[TEKS BACAAN]
Labuan Bajo, Vox NTT– Labuan Bajo terus bersolek setelah ditetapkan pemerintah sebagai kota pariwisata super premium pada 2 Agustus 2016 lalu.
Pemerintah bahkan dalam sekejap menyulap ibu kota Kabupaten Manggarai Barat itu menjadi kota yang penuh dengan properti mewah. Buktinya, beberapa tahun belakangan ini kementerian dan badan serta pemerintah daerah secara masif membangun infrastruktur modern.
Hotel berbintang, restoran mewah, jalan raya berhotmiks dan lain-lain kian marak dibangun di Labuan Bajo. Para investor pun berlomba-lomba menanamkan investasi demi menambah pundi-pundi keuntungan di kota yang memiliki kadal raksasa bernama Komodo itu.
Dengan berbagai intervensi anggaran yang fantastis, pemerintah terus mengembangkan sektor jasa dan industri untuk mendukung pariwisata Labuan Bajo.
BACA JUGA: Sensasi Gilap Kristal di Sela Stalaktit Gua Liang Woja
Di tengah gemuruhnya pembangunan infrastruktur modern di kota ujung barat Pulau Flores itu, restoran Dapur Tara Flores justru menawarkan konsep berbeda.

[KUMPULAN ENTRI]
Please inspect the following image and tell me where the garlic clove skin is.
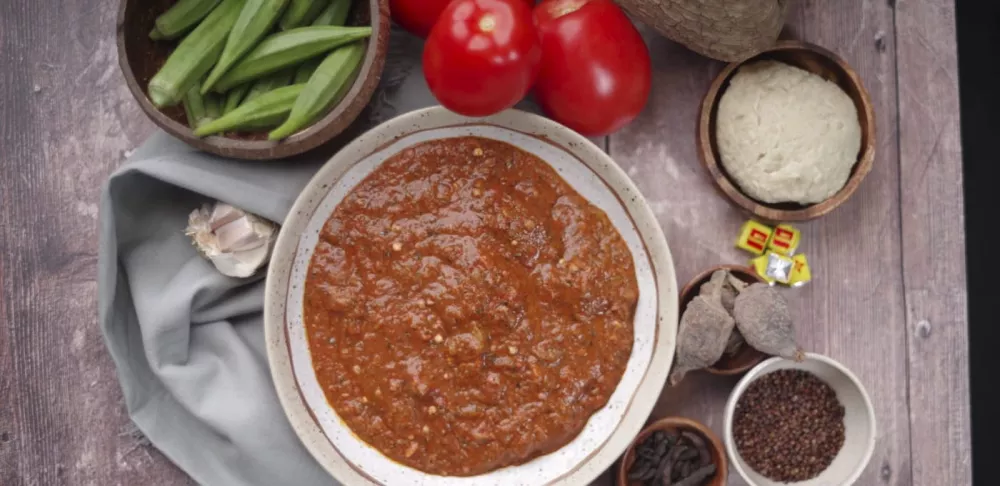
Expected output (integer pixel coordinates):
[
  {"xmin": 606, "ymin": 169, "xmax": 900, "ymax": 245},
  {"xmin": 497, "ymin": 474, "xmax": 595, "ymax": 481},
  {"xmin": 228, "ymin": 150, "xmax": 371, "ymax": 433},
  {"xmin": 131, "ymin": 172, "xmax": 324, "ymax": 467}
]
[{"xmin": 184, "ymin": 202, "xmax": 277, "ymax": 278}]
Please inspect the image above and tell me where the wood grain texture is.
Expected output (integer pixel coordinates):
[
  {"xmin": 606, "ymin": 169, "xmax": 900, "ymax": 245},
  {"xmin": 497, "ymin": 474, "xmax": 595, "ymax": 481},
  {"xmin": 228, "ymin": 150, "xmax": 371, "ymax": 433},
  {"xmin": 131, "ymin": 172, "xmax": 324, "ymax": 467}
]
[
  {"xmin": 0, "ymin": 0, "xmax": 191, "ymax": 486},
  {"xmin": 896, "ymin": 0, "xmax": 972, "ymax": 486},
  {"xmin": 610, "ymin": 0, "xmax": 912, "ymax": 485}
]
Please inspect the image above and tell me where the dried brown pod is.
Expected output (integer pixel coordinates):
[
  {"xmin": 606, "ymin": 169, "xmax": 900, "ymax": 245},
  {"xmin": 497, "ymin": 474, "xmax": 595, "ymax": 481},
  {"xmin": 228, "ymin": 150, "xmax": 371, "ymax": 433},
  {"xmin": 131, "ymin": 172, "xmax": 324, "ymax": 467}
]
[
  {"xmin": 670, "ymin": 272, "xmax": 735, "ymax": 385},
  {"xmin": 733, "ymin": 283, "xmax": 805, "ymax": 361},
  {"xmin": 725, "ymin": 329, "xmax": 746, "ymax": 355},
  {"xmin": 617, "ymin": 0, "xmax": 791, "ymax": 61},
  {"xmin": 698, "ymin": 270, "xmax": 746, "ymax": 315}
]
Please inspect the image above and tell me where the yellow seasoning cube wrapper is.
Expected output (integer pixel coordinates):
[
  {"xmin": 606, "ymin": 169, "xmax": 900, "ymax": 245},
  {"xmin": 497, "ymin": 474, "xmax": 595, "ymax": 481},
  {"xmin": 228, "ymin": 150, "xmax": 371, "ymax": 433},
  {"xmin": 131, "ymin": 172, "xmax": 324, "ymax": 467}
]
[
  {"xmin": 736, "ymin": 219, "xmax": 774, "ymax": 255},
  {"xmin": 750, "ymin": 251, "xmax": 795, "ymax": 284},
  {"xmin": 788, "ymin": 254, "xmax": 812, "ymax": 287},
  {"xmin": 767, "ymin": 224, "xmax": 802, "ymax": 256}
]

[TUGAS PENGERJAAN]
#1 Sebutkan tanggal Labuan Bajo ditetapkan pemerintah sebagai kota pariwisata super premium menurut teks bacaan tentang Labuan Bajo.
#2 Lanjutkan teks bacaan tentang Labuan Bajo, dimulai tepat setelah kalimat terakhirnya.

[KUNCI JAWABAN]
#1 2 Agustus 2016.

#2
Restoran yang juga memiliki eco homestay dengan nama Sten Lodge ini terletak di Melo, Desa Liang Ndara, Kecamatan Mbeliling, Kabupaten Manggarai Barat.
Usung Konsep Alam
Di tengah arus modernisasi, perkembangan ekonomi dan perubahan sosial, restoran tersebut justru berjibaku mengusung bisnisnya dengan konsep alam.
Pemilik Dapur Tara Flores Elisabet Yani Tararubi mengatakan, konsep alam ini sebenarnya hendak menunjukkan bahwa kekuatan utama pariwisata Flores adalah keunikan alamnya yang indah.
BACA JUGA: Kemolekan Alam Nanga Banda Bikin Candu
Lis, demikian ia disapa, memandang alam Flores sebagai sebuah anugerah terindah dan menawarkan energi positif. Sebab itu, istri dari Lars Borgud warga berkebangsaan Swedia itu berkomitmen bisnisnya yang berbasis alam harus tetap bertahan di tengah geliat kemewahan di kota super premium.
“Kita tidak punya kekuatan untuk demo bilang stop itu kemewahan. Kalau saya pribadi memandang kemewahan itu adalah hidup di akar kita sendiri. Merasakan damai dengan alamnya, silent kampanye,” ujar wanita asal Kloangrotat, Desa Pogon, Kecamatan Waigete, Kabupaten Sikka itu ketika diwawancarai VoxNtt.com, Senin (22/11/2021).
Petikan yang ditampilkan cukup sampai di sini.